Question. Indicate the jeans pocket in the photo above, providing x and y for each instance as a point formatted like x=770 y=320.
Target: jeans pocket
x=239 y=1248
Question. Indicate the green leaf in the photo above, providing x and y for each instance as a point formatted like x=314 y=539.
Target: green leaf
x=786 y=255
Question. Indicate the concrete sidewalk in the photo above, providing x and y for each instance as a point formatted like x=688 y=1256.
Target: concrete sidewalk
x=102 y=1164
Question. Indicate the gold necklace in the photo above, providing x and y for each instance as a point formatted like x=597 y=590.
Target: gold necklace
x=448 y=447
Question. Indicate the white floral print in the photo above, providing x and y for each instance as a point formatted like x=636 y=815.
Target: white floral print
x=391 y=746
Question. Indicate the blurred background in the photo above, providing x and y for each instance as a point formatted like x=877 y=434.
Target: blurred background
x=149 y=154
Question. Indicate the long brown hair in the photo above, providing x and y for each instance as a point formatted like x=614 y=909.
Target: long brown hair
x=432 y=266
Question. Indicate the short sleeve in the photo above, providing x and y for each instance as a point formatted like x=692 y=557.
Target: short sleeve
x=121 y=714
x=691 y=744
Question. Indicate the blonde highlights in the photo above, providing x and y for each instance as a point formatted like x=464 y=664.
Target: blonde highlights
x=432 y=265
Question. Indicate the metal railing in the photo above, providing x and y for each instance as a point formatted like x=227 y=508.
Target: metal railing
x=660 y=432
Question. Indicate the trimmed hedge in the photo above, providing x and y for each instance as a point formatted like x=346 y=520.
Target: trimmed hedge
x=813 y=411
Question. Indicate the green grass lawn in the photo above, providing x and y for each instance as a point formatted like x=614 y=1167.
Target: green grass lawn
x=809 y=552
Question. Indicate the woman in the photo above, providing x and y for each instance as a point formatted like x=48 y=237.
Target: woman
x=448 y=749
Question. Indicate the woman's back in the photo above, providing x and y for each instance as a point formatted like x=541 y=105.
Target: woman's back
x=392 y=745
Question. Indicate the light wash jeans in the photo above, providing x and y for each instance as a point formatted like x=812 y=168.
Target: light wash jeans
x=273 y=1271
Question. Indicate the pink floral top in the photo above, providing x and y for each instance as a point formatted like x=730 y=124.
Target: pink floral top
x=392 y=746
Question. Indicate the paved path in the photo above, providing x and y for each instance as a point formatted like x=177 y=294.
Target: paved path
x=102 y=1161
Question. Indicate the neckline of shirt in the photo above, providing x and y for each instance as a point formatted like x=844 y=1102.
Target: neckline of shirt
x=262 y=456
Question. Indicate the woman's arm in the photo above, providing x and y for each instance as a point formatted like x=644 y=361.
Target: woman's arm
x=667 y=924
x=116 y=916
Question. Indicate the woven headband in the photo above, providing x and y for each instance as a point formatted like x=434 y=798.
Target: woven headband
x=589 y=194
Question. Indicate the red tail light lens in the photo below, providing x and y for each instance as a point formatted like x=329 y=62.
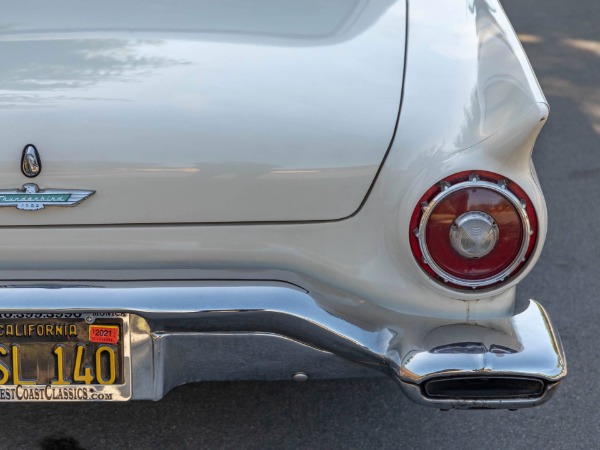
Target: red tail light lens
x=473 y=230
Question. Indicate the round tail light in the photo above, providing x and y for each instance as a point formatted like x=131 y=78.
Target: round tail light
x=473 y=230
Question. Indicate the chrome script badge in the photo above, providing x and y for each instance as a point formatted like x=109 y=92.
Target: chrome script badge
x=32 y=198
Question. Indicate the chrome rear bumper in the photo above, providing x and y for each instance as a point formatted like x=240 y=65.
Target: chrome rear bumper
x=233 y=332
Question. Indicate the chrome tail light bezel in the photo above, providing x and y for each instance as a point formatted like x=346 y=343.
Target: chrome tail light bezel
x=466 y=180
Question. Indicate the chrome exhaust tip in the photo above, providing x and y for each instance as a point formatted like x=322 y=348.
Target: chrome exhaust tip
x=482 y=388
x=510 y=364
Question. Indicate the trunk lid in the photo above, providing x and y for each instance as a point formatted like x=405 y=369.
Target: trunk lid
x=200 y=112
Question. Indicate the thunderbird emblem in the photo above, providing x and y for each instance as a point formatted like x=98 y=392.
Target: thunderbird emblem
x=32 y=198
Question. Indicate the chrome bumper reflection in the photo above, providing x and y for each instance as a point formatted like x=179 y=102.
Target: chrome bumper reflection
x=233 y=332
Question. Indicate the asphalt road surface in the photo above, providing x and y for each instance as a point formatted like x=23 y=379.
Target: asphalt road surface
x=562 y=39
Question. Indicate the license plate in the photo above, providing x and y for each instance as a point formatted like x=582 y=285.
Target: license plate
x=64 y=357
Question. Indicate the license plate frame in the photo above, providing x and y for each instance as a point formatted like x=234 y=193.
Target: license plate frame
x=41 y=349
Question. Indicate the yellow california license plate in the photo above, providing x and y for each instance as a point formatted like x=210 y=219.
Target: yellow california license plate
x=64 y=357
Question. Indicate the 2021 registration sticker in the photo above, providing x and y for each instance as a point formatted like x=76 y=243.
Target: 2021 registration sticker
x=64 y=357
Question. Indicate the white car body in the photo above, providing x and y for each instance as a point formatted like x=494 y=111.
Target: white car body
x=262 y=160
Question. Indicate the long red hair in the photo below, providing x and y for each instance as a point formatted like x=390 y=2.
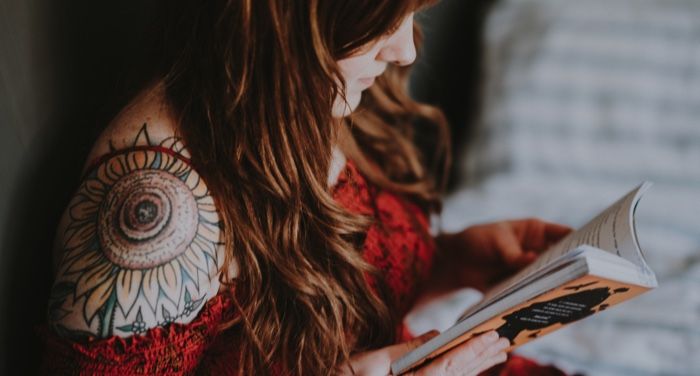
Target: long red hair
x=252 y=83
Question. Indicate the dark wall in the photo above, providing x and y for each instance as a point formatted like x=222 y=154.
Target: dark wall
x=448 y=70
x=62 y=69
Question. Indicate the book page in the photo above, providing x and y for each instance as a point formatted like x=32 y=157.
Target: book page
x=612 y=231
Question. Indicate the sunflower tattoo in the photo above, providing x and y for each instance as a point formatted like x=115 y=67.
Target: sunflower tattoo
x=141 y=245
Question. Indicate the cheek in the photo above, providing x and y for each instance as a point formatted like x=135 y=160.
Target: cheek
x=354 y=67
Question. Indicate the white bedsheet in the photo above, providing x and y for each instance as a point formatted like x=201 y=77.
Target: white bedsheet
x=584 y=100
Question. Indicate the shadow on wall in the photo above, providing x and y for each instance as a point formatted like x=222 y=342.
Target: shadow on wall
x=448 y=71
x=86 y=48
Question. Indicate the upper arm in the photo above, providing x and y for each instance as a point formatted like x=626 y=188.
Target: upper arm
x=139 y=244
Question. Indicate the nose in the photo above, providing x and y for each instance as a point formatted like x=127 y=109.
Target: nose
x=399 y=48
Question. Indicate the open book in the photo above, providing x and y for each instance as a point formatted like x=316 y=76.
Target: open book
x=588 y=271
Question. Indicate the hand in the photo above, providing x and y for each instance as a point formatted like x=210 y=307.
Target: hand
x=482 y=255
x=469 y=358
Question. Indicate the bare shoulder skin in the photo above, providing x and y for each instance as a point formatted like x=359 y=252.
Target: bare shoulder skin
x=139 y=245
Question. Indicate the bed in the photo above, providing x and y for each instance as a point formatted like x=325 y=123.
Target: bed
x=582 y=101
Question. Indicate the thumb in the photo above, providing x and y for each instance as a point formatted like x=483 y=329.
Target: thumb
x=398 y=350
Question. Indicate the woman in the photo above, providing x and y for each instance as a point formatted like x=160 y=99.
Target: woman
x=261 y=207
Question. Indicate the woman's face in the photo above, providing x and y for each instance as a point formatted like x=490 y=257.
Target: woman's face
x=361 y=68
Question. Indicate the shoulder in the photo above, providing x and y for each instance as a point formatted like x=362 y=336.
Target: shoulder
x=139 y=244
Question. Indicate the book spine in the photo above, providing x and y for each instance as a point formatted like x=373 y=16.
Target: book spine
x=543 y=314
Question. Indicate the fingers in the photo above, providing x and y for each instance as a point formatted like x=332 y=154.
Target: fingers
x=378 y=362
x=396 y=351
x=469 y=358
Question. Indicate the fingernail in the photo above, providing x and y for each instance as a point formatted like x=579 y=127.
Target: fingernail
x=492 y=336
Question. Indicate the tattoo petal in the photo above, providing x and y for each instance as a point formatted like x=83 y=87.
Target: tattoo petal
x=128 y=285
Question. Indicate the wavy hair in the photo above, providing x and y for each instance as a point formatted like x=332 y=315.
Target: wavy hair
x=252 y=83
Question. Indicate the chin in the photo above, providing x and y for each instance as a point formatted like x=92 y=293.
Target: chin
x=345 y=108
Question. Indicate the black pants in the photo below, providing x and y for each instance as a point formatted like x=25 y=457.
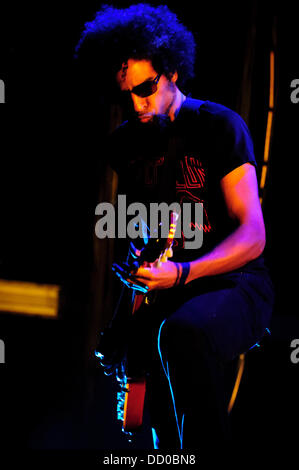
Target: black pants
x=185 y=340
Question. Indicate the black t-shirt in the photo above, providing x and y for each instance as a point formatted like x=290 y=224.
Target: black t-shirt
x=184 y=161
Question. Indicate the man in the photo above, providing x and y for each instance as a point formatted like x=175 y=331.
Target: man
x=215 y=301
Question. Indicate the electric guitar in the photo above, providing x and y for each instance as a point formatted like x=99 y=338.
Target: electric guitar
x=111 y=351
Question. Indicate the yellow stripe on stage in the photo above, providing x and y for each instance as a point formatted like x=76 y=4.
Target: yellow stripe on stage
x=29 y=298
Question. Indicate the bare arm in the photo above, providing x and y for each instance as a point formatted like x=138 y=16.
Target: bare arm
x=240 y=191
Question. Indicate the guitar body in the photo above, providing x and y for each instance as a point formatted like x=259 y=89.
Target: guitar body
x=130 y=398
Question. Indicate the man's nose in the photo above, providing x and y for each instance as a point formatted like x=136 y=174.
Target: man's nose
x=138 y=103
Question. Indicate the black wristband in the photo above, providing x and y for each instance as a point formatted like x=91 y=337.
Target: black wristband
x=185 y=272
x=178 y=273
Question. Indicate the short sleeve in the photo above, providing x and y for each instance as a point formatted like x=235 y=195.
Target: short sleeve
x=232 y=142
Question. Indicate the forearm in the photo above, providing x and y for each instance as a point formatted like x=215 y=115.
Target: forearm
x=242 y=246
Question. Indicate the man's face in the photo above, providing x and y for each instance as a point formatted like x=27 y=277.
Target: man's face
x=136 y=72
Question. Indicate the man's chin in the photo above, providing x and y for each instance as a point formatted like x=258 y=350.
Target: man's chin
x=154 y=120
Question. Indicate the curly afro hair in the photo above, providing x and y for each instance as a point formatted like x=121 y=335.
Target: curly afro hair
x=140 y=31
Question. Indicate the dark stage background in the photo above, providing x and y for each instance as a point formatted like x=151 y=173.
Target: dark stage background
x=53 y=395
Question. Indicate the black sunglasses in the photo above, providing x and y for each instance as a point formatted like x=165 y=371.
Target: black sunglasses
x=147 y=88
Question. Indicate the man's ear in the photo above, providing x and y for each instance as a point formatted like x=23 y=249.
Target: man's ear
x=174 y=77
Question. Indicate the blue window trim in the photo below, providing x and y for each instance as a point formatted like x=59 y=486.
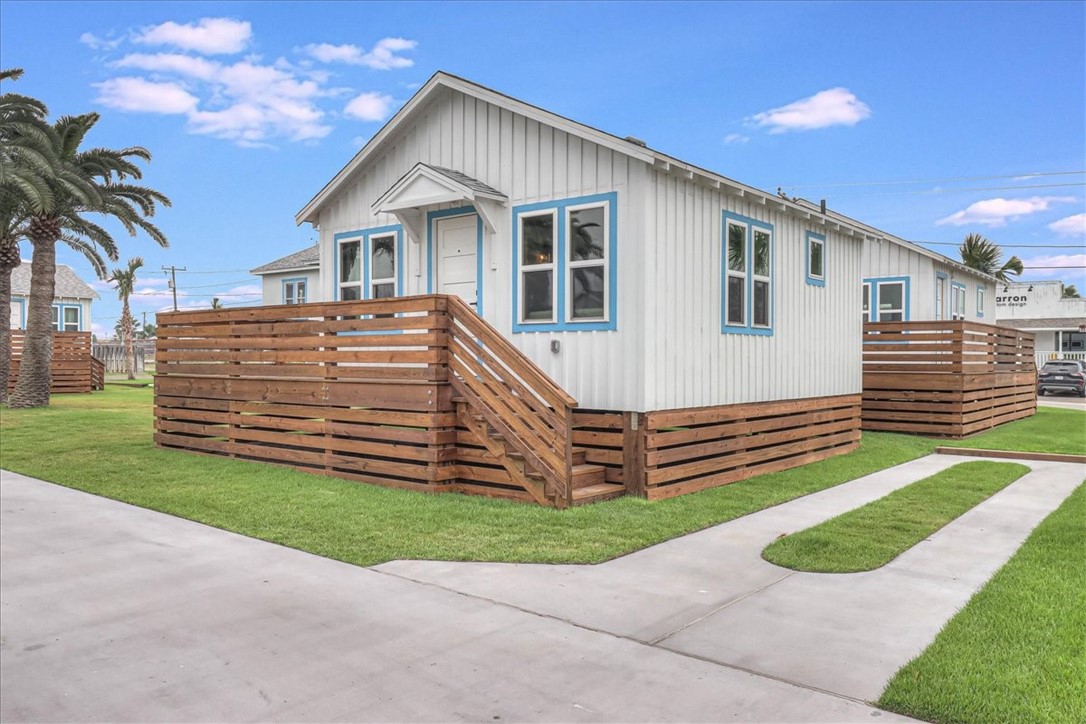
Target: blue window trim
x=22 y=310
x=562 y=268
x=430 y=262
x=60 y=315
x=906 y=301
x=364 y=236
x=964 y=304
x=813 y=281
x=939 y=313
x=750 y=225
x=282 y=289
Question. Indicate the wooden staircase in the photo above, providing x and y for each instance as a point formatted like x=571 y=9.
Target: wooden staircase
x=518 y=415
x=589 y=482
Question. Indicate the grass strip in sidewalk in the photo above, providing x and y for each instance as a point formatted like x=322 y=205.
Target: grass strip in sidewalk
x=872 y=535
x=1017 y=652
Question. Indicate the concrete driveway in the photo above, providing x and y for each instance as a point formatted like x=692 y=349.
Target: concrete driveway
x=110 y=612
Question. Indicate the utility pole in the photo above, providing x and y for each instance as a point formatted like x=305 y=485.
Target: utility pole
x=173 y=280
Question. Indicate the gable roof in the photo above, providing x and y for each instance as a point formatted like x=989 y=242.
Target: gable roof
x=307 y=258
x=629 y=147
x=67 y=282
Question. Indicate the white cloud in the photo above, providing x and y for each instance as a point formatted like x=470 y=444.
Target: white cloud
x=143 y=96
x=996 y=212
x=383 y=56
x=1070 y=226
x=836 y=106
x=211 y=36
x=369 y=106
x=187 y=65
x=95 y=42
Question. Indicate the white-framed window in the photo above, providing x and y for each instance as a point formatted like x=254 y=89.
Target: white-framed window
x=382 y=266
x=293 y=291
x=957 y=301
x=65 y=318
x=891 y=295
x=564 y=265
x=367 y=264
x=539 y=243
x=816 y=259
x=735 y=282
x=747 y=276
x=350 y=269
x=586 y=236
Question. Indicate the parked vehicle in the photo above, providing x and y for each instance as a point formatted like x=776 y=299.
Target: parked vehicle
x=1062 y=376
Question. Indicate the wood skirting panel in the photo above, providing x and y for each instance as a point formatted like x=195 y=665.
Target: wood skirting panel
x=693 y=449
x=73 y=368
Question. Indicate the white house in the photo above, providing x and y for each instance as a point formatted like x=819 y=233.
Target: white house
x=1058 y=324
x=293 y=279
x=72 y=301
x=635 y=280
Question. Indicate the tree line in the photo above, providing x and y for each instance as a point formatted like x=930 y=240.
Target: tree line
x=54 y=190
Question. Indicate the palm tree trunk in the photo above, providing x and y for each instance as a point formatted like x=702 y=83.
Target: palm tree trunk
x=32 y=389
x=126 y=325
x=4 y=329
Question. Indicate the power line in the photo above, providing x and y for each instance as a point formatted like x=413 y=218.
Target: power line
x=933 y=180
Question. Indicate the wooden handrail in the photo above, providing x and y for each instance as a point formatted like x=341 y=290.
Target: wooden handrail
x=515 y=396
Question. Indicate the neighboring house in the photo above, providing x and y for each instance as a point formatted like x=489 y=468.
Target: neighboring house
x=292 y=279
x=635 y=280
x=1058 y=324
x=904 y=281
x=72 y=300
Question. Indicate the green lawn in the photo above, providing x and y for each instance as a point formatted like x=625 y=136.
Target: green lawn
x=873 y=535
x=1050 y=430
x=101 y=444
x=1017 y=652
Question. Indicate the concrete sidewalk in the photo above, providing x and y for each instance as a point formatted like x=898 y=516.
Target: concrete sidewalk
x=711 y=595
x=110 y=612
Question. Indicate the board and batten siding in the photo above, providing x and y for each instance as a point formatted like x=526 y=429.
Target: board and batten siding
x=528 y=162
x=885 y=258
x=815 y=348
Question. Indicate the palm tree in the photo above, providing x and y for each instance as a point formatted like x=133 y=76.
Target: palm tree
x=125 y=279
x=26 y=163
x=983 y=255
x=85 y=181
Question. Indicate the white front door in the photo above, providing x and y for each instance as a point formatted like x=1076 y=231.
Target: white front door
x=456 y=257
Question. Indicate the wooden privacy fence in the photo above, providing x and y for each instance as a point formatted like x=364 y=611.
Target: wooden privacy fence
x=73 y=369
x=414 y=392
x=946 y=378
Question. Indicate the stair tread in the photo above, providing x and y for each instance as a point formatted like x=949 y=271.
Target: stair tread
x=600 y=488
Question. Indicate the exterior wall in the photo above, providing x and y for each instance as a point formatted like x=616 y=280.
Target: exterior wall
x=886 y=259
x=273 y=291
x=815 y=348
x=529 y=163
x=19 y=306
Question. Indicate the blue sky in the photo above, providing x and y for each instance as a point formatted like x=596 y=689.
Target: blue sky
x=926 y=119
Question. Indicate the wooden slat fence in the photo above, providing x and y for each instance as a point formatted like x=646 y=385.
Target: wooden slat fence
x=73 y=367
x=362 y=391
x=946 y=378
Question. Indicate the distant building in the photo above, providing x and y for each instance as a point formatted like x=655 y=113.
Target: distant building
x=1038 y=306
x=293 y=279
x=71 y=302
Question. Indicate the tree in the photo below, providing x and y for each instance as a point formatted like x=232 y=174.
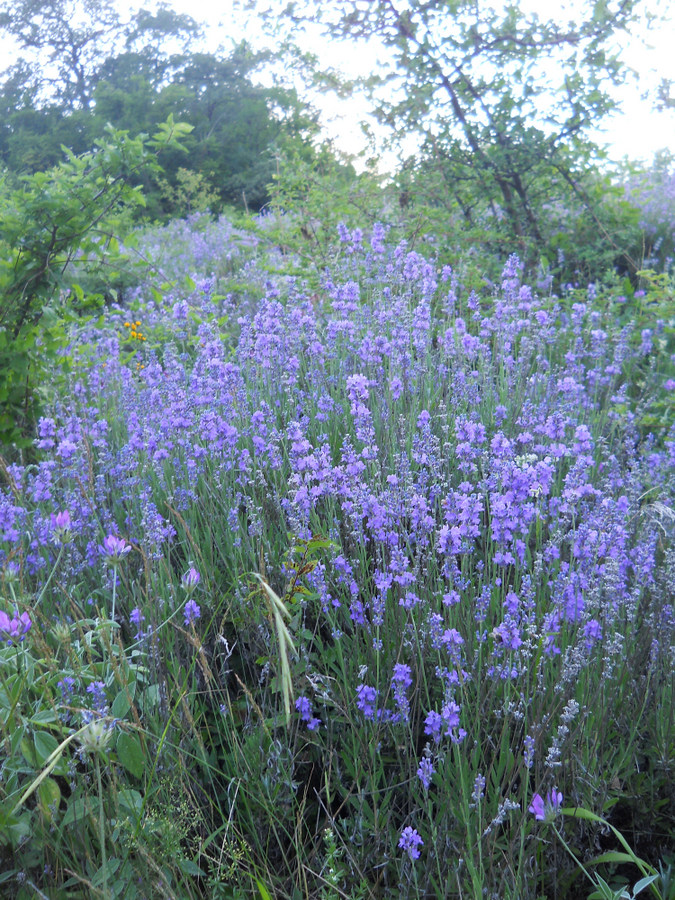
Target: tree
x=84 y=68
x=46 y=221
x=63 y=42
x=501 y=100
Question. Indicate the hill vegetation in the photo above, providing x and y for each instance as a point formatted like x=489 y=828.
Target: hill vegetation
x=337 y=510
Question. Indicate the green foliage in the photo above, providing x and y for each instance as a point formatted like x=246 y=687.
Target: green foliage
x=66 y=214
x=75 y=79
x=501 y=103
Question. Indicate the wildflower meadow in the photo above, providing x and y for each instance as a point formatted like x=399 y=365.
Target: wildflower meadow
x=343 y=579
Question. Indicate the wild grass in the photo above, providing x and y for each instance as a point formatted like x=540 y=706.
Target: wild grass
x=364 y=592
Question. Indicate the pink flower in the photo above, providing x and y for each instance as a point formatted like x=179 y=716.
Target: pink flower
x=546 y=811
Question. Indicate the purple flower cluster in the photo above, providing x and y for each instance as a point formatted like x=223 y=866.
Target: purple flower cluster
x=13 y=630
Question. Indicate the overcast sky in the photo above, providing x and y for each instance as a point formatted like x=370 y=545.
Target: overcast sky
x=638 y=132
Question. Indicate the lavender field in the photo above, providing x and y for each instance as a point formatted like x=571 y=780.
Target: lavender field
x=355 y=582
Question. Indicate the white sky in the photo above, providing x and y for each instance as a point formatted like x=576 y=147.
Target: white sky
x=638 y=132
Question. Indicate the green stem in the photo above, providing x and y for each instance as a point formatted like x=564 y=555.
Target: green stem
x=51 y=575
x=101 y=829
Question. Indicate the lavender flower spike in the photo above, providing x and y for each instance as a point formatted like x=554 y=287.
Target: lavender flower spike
x=14 y=630
x=190 y=580
x=546 y=811
x=410 y=842
x=113 y=549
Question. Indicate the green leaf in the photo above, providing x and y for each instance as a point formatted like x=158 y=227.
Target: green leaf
x=130 y=753
x=121 y=705
x=45 y=745
x=262 y=890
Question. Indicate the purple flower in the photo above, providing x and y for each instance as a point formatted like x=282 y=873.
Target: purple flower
x=425 y=772
x=410 y=841
x=192 y=612
x=546 y=811
x=113 y=549
x=366 y=698
x=304 y=707
x=97 y=691
x=190 y=579
x=14 y=630
x=61 y=525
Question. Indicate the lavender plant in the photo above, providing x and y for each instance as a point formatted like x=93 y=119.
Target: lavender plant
x=391 y=558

- _Exercise details_: Update the lines of the material from the line with "Question. Indicate the tattoo" up to and including the line with "x=128 y=285" by replacing "petal" with "leaf" and leaving everything else unchanged. Reproduce only those lines.

- _Task solution_:
Question. Indicate the tattoo leaf in the photo above, providing x and y for each instance as a point formatted like x=83 y=87.
Target: tattoo leaf
x=128 y=285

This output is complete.